* **EXERCISE REQUIREMENTS**
Return every line in the entries below where the word "person" shows up.

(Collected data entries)
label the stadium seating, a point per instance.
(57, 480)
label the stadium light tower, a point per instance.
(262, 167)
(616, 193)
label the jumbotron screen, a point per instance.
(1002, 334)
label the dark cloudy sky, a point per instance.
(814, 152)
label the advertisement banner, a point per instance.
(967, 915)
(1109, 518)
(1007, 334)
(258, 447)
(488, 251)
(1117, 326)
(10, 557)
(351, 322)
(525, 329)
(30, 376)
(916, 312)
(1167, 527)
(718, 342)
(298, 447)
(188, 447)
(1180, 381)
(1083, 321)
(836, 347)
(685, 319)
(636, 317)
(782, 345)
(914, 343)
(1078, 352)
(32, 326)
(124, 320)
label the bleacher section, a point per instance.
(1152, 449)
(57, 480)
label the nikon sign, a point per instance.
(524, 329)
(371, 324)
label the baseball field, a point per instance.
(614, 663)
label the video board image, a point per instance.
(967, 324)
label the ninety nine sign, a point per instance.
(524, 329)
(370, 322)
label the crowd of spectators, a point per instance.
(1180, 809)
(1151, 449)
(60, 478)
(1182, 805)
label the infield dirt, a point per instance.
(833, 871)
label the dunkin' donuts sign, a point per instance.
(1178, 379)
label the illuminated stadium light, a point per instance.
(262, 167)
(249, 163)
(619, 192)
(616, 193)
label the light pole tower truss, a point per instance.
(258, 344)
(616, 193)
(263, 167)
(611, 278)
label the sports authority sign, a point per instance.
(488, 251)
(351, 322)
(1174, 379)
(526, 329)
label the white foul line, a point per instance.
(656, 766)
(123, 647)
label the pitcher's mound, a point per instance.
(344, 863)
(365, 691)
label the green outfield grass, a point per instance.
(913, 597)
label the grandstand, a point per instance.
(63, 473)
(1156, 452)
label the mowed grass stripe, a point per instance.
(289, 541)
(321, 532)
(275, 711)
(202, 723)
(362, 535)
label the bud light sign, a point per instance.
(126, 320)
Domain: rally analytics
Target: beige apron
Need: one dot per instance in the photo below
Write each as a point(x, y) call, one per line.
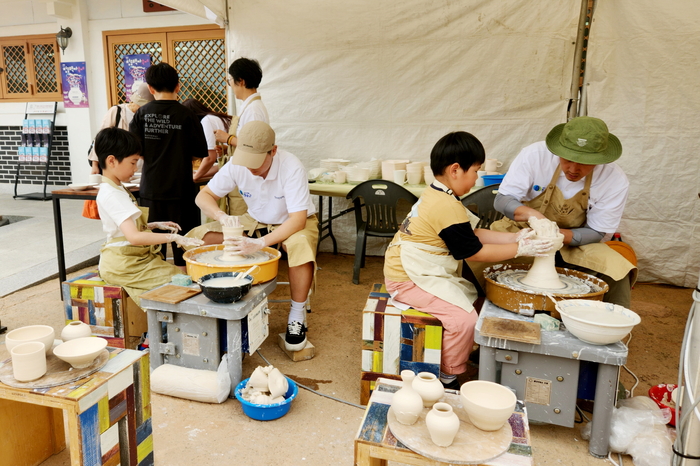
point(233, 203)
point(135, 268)
point(571, 213)
point(439, 275)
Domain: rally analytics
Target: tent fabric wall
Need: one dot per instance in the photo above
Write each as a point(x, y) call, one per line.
point(642, 69)
point(363, 80)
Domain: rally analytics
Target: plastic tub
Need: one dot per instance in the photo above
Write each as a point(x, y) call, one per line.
point(267, 412)
point(492, 179)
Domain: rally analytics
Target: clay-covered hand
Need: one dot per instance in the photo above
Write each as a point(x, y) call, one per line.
point(244, 245)
point(533, 247)
point(184, 240)
point(226, 220)
point(169, 226)
point(524, 233)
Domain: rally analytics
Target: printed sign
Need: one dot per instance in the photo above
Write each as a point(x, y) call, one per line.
point(135, 67)
point(74, 81)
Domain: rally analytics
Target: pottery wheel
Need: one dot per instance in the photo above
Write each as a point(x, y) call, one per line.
point(572, 285)
point(470, 446)
point(58, 372)
point(216, 257)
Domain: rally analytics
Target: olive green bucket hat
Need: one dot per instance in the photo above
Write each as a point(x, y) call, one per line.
point(584, 140)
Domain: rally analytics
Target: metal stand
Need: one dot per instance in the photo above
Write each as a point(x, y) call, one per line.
point(39, 108)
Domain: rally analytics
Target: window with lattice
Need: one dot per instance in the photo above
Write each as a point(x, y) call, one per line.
point(196, 52)
point(29, 69)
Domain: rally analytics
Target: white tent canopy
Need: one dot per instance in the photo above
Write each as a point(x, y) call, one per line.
point(368, 79)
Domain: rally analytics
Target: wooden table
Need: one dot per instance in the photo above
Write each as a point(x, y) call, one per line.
point(375, 444)
point(331, 190)
point(56, 196)
point(108, 414)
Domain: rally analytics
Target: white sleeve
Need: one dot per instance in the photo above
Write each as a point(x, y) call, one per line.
point(225, 179)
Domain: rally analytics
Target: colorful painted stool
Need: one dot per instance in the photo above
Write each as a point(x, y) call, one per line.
point(108, 413)
point(395, 340)
point(107, 309)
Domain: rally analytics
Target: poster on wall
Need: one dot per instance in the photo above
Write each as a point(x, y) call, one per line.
point(135, 67)
point(74, 81)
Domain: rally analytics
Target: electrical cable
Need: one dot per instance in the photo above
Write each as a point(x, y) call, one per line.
point(314, 391)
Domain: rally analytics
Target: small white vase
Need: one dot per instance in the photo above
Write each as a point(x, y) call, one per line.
point(28, 361)
point(442, 424)
point(75, 329)
point(428, 387)
point(407, 404)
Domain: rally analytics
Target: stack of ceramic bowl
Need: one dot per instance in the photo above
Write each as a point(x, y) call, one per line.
point(414, 173)
point(389, 166)
point(357, 174)
point(428, 174)
point(331, 165)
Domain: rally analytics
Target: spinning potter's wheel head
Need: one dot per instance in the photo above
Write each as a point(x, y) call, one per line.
point(504, 289)
point(202, 261)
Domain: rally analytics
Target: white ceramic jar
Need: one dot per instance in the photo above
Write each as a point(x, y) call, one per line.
point(407, 404)
point(428, 387)
point(442, 424)
point(75, 329)
point(28, 361)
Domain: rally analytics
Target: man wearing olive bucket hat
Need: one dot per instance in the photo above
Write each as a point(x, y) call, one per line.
point(571, 179)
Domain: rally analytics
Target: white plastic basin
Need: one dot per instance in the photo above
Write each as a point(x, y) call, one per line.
point(596, 322)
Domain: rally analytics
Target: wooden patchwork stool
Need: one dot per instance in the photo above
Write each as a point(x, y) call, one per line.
point(395, 340)
point(107, 309)
point(108, 415)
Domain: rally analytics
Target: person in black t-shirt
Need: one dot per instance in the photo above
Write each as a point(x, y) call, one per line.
point(171, 136)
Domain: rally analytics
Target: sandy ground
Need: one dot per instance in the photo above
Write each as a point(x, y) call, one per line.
point(318, 430)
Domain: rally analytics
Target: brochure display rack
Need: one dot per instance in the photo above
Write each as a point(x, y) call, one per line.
point(35, 147)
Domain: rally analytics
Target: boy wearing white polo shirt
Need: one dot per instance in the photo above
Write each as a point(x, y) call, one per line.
point(274, 185)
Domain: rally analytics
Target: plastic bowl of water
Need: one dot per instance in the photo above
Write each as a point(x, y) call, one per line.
point(267, 412)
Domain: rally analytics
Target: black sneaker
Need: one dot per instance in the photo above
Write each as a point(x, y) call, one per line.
point(295, 338)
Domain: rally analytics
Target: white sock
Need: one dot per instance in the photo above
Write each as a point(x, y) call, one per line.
point(297, 313)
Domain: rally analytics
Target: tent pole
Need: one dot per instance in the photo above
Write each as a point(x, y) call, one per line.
point(577, 71)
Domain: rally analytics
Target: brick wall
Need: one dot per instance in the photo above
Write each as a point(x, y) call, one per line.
point(33, 173)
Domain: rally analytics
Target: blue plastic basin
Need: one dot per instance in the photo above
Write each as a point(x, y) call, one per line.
point(267, 412)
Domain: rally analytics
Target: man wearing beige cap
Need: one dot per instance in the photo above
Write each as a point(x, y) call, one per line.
point(120, 116)
point(275, 188)
point(572, 179)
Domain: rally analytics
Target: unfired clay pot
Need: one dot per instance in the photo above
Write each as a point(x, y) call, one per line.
point(428, 387)
point(28, 361)
point(407, 404)
point(75, 329)
point(442, 424)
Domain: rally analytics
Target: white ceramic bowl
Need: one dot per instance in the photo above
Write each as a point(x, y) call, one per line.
point(42, 333)
point(596, 322)
point(81, 352)
point(488, 404)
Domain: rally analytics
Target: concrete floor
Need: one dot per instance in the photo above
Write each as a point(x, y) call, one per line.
point(317, 430)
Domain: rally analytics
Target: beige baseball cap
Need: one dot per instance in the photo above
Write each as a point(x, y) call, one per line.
point(254, 142)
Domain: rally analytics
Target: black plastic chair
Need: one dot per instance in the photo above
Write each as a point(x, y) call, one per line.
point(377, 200)
point(481, 204)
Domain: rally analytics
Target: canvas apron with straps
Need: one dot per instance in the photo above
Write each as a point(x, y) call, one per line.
point(571, 213)
point(233, 203)
point(135, 268)
point(436, 274)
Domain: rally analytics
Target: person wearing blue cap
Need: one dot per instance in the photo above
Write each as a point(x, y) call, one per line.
point(582, 189)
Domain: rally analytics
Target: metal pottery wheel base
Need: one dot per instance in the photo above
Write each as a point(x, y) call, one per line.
point(504, 289)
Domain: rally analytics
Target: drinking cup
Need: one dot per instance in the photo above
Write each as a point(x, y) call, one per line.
point(414, 178)
point(399, 176)
point(340, 177)
point(491, 165)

* **RESULT OF THIS EXERCISE**
Target: person in black t-shirt
Target: person wearing blue cap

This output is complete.